__Task statement__.
Would you retype, word for word, the line with "I'd really appreciate it if you could find the grass" and every line after it through the end of the records below?

__Images for object localization__.

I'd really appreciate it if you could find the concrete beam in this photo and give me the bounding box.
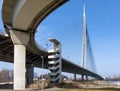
[10,30,30,45]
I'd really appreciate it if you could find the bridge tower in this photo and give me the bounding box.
[48,38,62,83]
[81,4,97,80]
[82,4,87,81]
[82,4,88,80]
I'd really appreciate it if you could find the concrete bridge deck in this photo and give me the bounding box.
[0,32,103,79]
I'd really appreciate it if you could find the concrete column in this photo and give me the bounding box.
[81,74,84,81]
[10,30,30,90]
[26,64,34,85]
[74,74,76,81]
[86,75,88,80]
[14,45,26,90]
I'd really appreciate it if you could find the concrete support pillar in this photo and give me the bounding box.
[86,75,88,80]
[10,30,30,90]
[14,45,26,90]
[26,64,34,85]
[74,74,76,81]
[81,74,84,81]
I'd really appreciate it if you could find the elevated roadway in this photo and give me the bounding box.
[0,32,103,80]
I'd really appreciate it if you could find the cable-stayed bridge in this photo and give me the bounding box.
[82,4,97,73]
[0,0,103,90]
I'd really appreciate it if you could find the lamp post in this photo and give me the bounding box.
[41,56,44,91]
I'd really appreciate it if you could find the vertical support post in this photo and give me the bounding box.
[26,64,34,85]
[41,56,44,91]
[10,30,30,90]
[81,74,84,81]
[14,45,26,90]
[74,74,76,81]
[86,75,88,80]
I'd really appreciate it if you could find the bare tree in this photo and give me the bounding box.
[0,69,13,82]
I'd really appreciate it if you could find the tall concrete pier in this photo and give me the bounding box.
[10,30,30,90]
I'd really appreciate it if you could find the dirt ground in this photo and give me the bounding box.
[0,88,63,91]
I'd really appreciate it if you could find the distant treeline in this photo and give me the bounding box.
[0,69,13,82]
[0,69,69,82]
[105,75,120,81]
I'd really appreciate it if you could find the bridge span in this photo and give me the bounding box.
[1,0,103,90]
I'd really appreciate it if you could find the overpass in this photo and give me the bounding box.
[1,0,103,90]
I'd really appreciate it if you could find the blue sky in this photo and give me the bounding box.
[0,0,120,78]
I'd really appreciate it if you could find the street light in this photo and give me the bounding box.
[41,56,44,91]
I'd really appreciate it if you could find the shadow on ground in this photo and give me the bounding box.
[0,84,13,89]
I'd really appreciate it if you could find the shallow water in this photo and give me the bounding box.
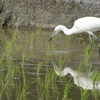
[0,27,100,100]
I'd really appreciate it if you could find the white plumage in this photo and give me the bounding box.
[49,17,100,54]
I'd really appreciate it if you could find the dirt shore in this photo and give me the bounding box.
[0,0,100,29]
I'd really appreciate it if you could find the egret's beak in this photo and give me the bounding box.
[49,36,53,41]
[49,32,55,41]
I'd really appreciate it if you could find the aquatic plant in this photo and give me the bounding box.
[62,79,72,100]
[80,88,90,100]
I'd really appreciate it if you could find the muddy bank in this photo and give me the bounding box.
[0,0,100,28]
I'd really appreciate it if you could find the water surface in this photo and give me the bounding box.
[0,27,100,100]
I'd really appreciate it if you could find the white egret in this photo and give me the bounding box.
[49,17,100,54]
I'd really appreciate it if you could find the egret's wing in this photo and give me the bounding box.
[74,17,100,32]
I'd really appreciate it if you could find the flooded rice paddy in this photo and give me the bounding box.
[0,27,100,100]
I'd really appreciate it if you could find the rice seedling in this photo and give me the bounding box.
[92,70,100,89]
[58,55,66,68]
[15,50,37,100]
[36,59,62,100]
[83,38,95,64]
[92,91,100,100]
[36,74,49,99]
[0,28,34,100]
[36,61,44,81]
[66,36,71,48]
[1,29,18,100]
[84,43,91,64]
[36,61,48,99]
[5,29,18,58]
[29,33,34,47]
[46,45,53,58]
[80,88,90,100]
[35,26,42,35]
[62,79,72,100]
[17,51,27,100]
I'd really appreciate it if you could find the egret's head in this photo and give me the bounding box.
[49,25,65,41]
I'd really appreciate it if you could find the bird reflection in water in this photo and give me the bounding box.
[52,62,100,90]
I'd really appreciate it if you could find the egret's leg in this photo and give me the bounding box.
[99,43,100,55]
[87,31,100,54]
[88,34,93,53]
[87,31,100,41]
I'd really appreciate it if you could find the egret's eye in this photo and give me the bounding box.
[54,30,57,35]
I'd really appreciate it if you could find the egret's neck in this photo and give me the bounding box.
[63,26,82,35]
[63,67,78,77]
[55,66,78,77]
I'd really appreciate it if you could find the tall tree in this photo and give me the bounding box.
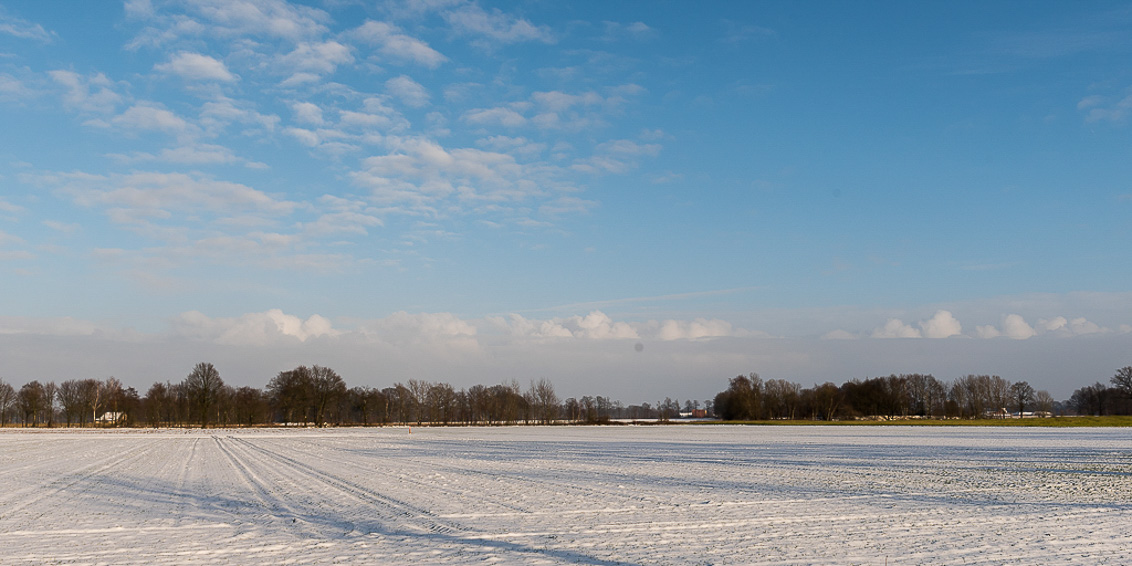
[268,366,313,425]
[17,381,46,426]
[81,378,104,425]
[0,379,15,426]
[183,362,224,428]
[309,366,346,427]
[1009,381,1036,414]
[529,378,559,424]
[58,379,85,427]
[1111,366,1132,396]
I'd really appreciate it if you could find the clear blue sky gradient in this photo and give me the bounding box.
[1,1,1130,399]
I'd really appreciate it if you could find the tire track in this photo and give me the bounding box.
[210,434,340,537]
[230,436,467,537]
[0,439,158,528]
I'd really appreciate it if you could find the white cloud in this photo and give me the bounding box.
[38,170,296,217]
[1038,316,1106,336]
[352,137,557,213]
[974,313,1104,340]
[919,310,962,339]
[498,311,637,340]
[0,8,54,42]
[1082,93,1132,123]
[130,0,329,46]
[173,309,339,346]
[111,102,193,135]
[386,75,430,108]
[48,70,123,114]
[291,101,324,125]
[0,73,35,102]
[463,106,528,128]
[277,41,353,83]
[0,198,25,214]
[1002,314,1037,340]
[42,220,80,233]
[347,20,447,68]
[441,2,554,45]
[302,195,383,236]
[573,139,662,174]
[155,52,236,81]
[601,21,657,42]
[200,96,280,134]
[493,311,748,342]
[650,318,739,341]
[107,143,247,166]
[872,318,921,339]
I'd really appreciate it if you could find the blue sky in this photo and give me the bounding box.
[1,0,1131,399]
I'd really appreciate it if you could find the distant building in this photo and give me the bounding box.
[96,412,125,424]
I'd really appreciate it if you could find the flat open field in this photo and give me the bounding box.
[1,426,1130,565]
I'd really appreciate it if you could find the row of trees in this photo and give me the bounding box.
[4,364,1130,427]
[0,363,692,428]
[714,367,1132,421]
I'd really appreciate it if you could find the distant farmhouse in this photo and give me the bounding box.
[96,412,125,424]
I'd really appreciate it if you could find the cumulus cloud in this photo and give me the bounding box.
[496,311,638,340]
[128,0,330,47]
[1001,314,1037,340]
[872,318,921,339]
[277,41,353,84]
[974,313,1107,340]
[351,137,563,213]
[386,75,430,108]
[291,101,324,125]
[173,309,339,346]
[441,2,554,45]
[347,20,447,68]
[1038,316,1104,336]
[48,70,123,114]
[111,102,194,134]
[155,52,236,81]
[919,310,962,339]
[492,311,747,342]
[872,310,962,339]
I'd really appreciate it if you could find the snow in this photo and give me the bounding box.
[1,426,1130,565]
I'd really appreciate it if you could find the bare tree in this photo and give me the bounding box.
[183,362,224,428]
[268,366,313,425]
[81,378,104,425]
[1034,390,1055,415]
[58,379,85,427]
[1009,381,1036,414]
[310,366,346,427]
[529,378,559,424]
[18,381,46,426]
[407,379,430,425]
[0,379,15,426]
[42,382,58,427]
[1111,366,1132,396]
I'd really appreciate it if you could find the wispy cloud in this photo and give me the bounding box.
[0,7,55,43]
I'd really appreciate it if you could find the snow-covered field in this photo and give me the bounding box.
[1,426,1130,565]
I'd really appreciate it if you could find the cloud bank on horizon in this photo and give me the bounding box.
[1,0,1131,398]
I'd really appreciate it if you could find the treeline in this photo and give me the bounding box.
[0,362,695,428]
[713,368,1132,421]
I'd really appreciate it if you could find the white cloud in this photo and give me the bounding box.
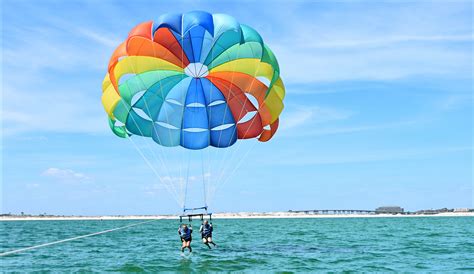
[1,25,115,137]
[279,104,353,132]
[26,183,40,189]
[2,80,107,137]
[275,44,471,83]
[42,168,91,182]
[437,94,473,111]
[264,3,473,84]
[298,34,473,49]
[283,119,422,138]
[1,14,124,138]
[76,27,122,48]
[143,184,167,196]
[271,146,473,166]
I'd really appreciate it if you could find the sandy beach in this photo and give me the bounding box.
[1,211,472,221]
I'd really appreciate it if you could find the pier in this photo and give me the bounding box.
[288,209,376,215]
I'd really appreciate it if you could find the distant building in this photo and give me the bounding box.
[454,208,470,213]
[375,206,404,214]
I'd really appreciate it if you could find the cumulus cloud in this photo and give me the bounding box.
[42,168,91,182]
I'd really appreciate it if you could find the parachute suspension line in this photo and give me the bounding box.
[206,44,215,209]
[127,136,181,205]
[210,38,245,199]
[212,50,263,198]
[212,140,258,201]
[216,52,260,184]
[178,147,185,207]
[182,150,191,213]
[210,46,265,203]
[127,54,184,206]
[200,149,208,208]
[124,106,181,204]
[140,90,184,206]
[206,147,213,207]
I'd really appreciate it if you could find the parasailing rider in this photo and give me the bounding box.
[200,220,216,249]
[178,224,193,253]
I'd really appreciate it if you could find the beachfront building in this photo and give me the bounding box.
[375,206,404,214]
[453,208,471,212]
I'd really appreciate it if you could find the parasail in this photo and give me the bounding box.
[101,11,285,216]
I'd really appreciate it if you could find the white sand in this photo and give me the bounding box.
[1,212,472,221]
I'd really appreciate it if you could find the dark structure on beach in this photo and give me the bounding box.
[288,206,406,215]
[375,206,404,214]
[288,209,375,215]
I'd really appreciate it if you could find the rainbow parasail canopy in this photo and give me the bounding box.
[101,11,285,149]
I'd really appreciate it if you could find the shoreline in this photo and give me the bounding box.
[1,212,472,221]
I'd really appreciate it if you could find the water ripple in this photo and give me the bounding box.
[1,217,473,272]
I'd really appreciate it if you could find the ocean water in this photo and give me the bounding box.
[1,217,473,272]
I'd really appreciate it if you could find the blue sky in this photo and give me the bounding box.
[1,0,472,215]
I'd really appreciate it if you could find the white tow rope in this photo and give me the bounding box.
[0,219,157,257]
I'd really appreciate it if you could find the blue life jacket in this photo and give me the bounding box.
[179,227,192,239]
[201,224,212,235]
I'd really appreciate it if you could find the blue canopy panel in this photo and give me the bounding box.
[181,105,209,150]
[153,76,190,145]
[203,31,242,66]
[165,77,192,105]
[185,79,206,106]
[153,98,183,147]
[212,13,241,41]
[152,122,181,147]
[207,102,237,148]
[166,11,213,63]
[156,100,184,130]
[126,108,153,137]
[182,105,208,129]
[180,31,196,64]
[203,13,242,65]
[240,24,264,45]
[181,11,213,62]
[199,31,214,64]
[181,128,210,149]
[153,13,182,35]
[182,11,214,36]
[200,78,225,105]
[181,78,210,149]
[189,27,205,63]
[146,75,187,100]
[133,92,164,122]
[173,26,209,64]
[210,125,237,148]
[134,75,185,122]
[207,103,235,129]
[199,77,236,147]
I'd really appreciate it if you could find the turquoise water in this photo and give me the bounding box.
[1,217,473,272]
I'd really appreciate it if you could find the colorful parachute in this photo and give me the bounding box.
[101,11,285,149]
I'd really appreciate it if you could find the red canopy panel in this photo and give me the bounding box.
[207,76,264,139]
[153,28,190,67]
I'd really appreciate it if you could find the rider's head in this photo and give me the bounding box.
[203,220,209,225]
[182,224,188,229]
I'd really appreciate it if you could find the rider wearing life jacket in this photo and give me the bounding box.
[178,224,193,252]
[199,220,216,249]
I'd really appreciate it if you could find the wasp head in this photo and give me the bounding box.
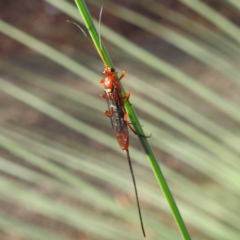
[103,67,115,76]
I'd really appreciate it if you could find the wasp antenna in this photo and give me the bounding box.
[67,16,108,68]
[99,6,104,50]
[125,150,146,237]
[67,20,89,38]
[97,6,109,68]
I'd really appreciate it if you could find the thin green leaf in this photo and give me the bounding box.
[74,0,191,239]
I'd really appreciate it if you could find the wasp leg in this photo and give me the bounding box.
[104,110,111,118]
[122,91,131,104]
[118,70,126,81]
[124,113,152,138]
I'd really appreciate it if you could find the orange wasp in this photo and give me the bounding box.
[100,64,148,238]
[69,8,150,237]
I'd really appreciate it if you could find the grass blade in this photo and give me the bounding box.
[74,0,191,239]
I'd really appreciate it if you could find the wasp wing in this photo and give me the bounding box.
[104,85,129,150]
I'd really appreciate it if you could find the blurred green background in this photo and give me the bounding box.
[1,0,240,239]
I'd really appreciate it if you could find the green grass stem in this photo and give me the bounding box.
[74,0,192,239]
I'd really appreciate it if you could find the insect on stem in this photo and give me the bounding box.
[71,6,148,236]
[125,149,146,237]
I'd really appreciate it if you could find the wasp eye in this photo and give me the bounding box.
[111,67,115,72]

__Output__.
I'd really appreciate it if you could find the grass blade in this photo and give me the bounding box.
[74,0,191,239]
I'd really appreciate it if you could find the wasp wing in this photo and give me the bounding box.
[104,85,129,150]
I'd really appreciate it if you could find the blurred green background in this photo and give me the bounding box.
[1,0,240,239]
I'd really appreciate it if you could find the green grass stem in this photo and give me the bounding box.
[74,0,192,239]
I'd really appreciate it if you could find the insect on stem in this photo and give me the bounding box.
[71,6,148,236]
[125,149,146,237]
I'd really appreciate it if you could find the wasp eye in this photo and give me the bounding box.
[111,67,115,72]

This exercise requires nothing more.